DIRECTION
List each line in the records below that contains the word "hand".

[DATASET RECORDS start]

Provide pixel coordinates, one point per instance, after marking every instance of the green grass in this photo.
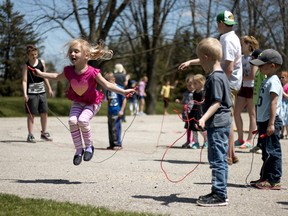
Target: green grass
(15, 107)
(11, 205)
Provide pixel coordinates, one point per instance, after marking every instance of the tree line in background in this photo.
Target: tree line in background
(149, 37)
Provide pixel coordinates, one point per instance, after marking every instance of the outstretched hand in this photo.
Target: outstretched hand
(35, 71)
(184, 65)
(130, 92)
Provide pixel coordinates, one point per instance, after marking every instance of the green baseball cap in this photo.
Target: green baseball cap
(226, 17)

[DATASET RECORDS end]
[DATASET RECORDS start]

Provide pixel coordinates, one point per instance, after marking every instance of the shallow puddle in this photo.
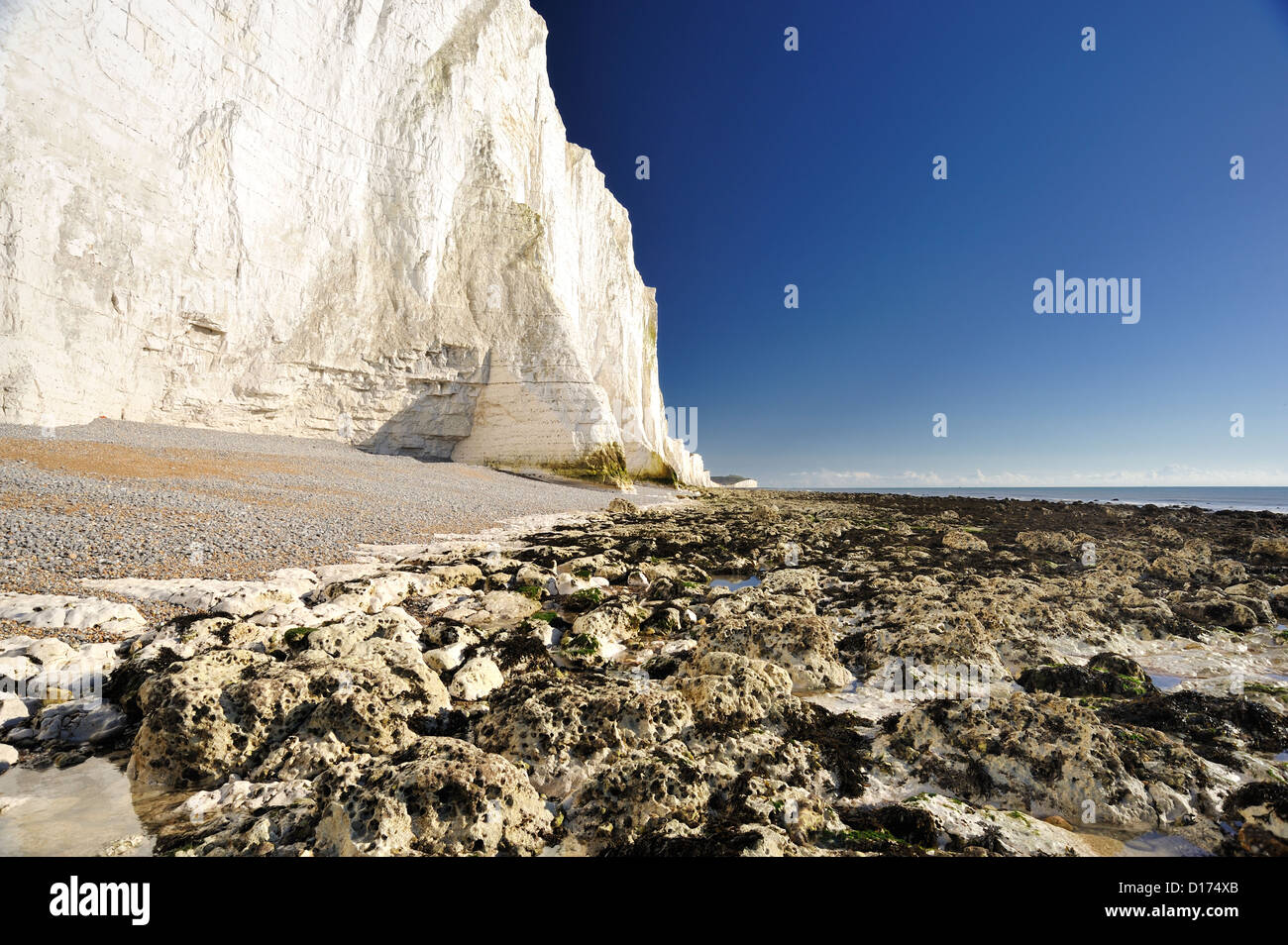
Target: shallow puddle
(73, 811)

[DATASET RECORDS end]

EXPECTED ANSWER
Provide pixel coordinates, one point per instance, after marking every instance of the outstretched hand in this photo.
Target: outstretched hand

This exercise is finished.